EXCERPTED TEXT:
Mob Scene: “Tender as Teeth”

In my last post of 2018, The Best of the Best of the Best Horror of the Year, I cited Stephanie Crawford and Duane Swierczynski’s “Tender as Teeth” as one of the top selections for the anthology series over the last decade. This unique piece of post-apocalyptic fiction takes as its jumping off point the end of a zombie plague (which wasn’t your typical uprising, anyway: “The dead didn’t crawl out of their graves. Society didn’t crumble entirely. The infection didn’t spread as easily as it did in the movies.”). A “survivor” here is not just a human who managed to fend off the dental cases, but also someone like the protagonist Justine, who was injected with a medical Cure after a six-months’ existence as a feral carnivore.

Justine’s problems are far from solved, however. Ongoing digestive issues and “death breath” are the least of her woes. She is not only traumatized, uncomfortable living in her own skin, but also tormented by others who view her with disgust and express venomous hatred toward her. Justine struggles with the infamy of her cannibalistic binge (since her lowest moment went viral: a well-timed photo caught her macabre banqueting on a baby). Now the outraged masses won’t let her forget her” amnesiac murder”; she realizes there’s “an entire planet filled with people who actively wanted her dead.”

SUPPLIED INFORMATION:
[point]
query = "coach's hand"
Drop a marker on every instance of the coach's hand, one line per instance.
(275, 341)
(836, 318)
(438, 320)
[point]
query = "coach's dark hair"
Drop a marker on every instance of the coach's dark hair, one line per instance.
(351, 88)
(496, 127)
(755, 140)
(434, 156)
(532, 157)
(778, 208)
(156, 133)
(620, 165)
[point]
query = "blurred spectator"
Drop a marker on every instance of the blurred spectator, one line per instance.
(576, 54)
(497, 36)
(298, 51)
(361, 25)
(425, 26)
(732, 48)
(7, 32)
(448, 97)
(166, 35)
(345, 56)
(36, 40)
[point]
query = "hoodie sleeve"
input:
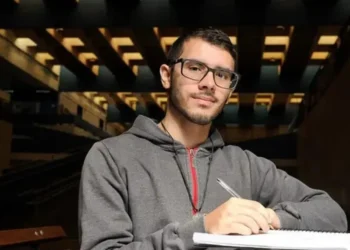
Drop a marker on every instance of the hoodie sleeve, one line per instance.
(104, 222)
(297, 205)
* * *
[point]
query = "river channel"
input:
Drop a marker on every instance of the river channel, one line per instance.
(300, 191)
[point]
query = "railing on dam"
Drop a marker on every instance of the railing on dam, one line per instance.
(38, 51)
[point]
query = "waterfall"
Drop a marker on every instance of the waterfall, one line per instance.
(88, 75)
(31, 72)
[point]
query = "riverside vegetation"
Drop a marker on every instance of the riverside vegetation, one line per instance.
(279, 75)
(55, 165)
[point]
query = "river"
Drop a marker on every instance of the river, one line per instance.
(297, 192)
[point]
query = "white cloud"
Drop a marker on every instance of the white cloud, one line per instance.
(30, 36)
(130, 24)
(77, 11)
--
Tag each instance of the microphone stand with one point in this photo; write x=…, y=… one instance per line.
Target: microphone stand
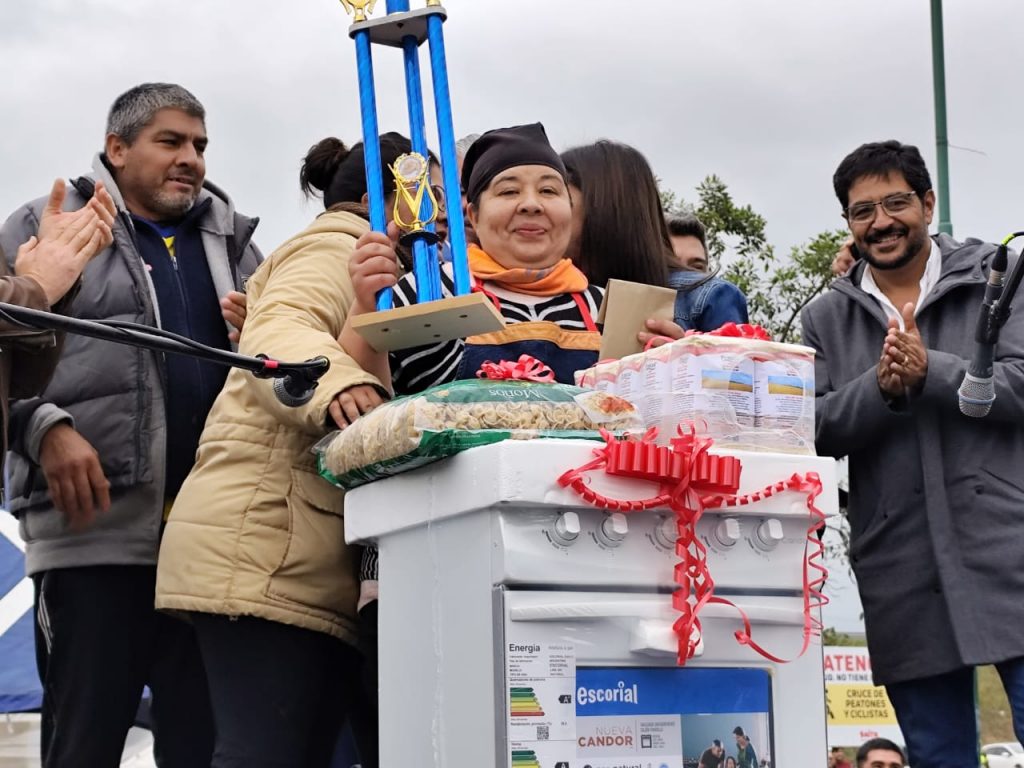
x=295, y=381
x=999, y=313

PROBLEMS AND TASKS:
a. In the "Tender as Teeth" review, how long did Justine live as a feral carnivore before she was injected with the Cure?
b. Pick up the "Tender as Teeth" review where it stops and write its next paragraph.

RESULTS BY TASK:
a. Six months.

b.
“Tender of Teeth” actually features two related mob scenes. In the first, the photographer Carson (who snapped the notorious image of “Zombie Chick”) is attacked by the pack of protesters picketing outside Justine’s apartment. The group’s focus is soon diverted by Justine’s appearance in the window; the new offensive involves “Cursing at her. Gesturing at her. Spitting. Picking up tiny chunks of broken sidewalk and hurling them at her.” In the following scene, the zealots attempt to ambush Justine and Carson on a desert road outside Las Vegas. Even as an attitude of we-just-want-to-talk reasonableness is affected, the accosters come across as not just disingenuous, but as delusional lunatics (whose gun-toting points to a potential firing-squad fate for Justine). In neither scene does this group come off well. Justine thinks of “her personal Raincoat Brigade” as “the biggest bunch of vultures this desert has ever produced.” Arriving at Justine’s apartment, Carson notes that the persistent protesters looked “tired, haggard, and vacant eyed. Ironically enough, they kind of looked like you-know-whats.”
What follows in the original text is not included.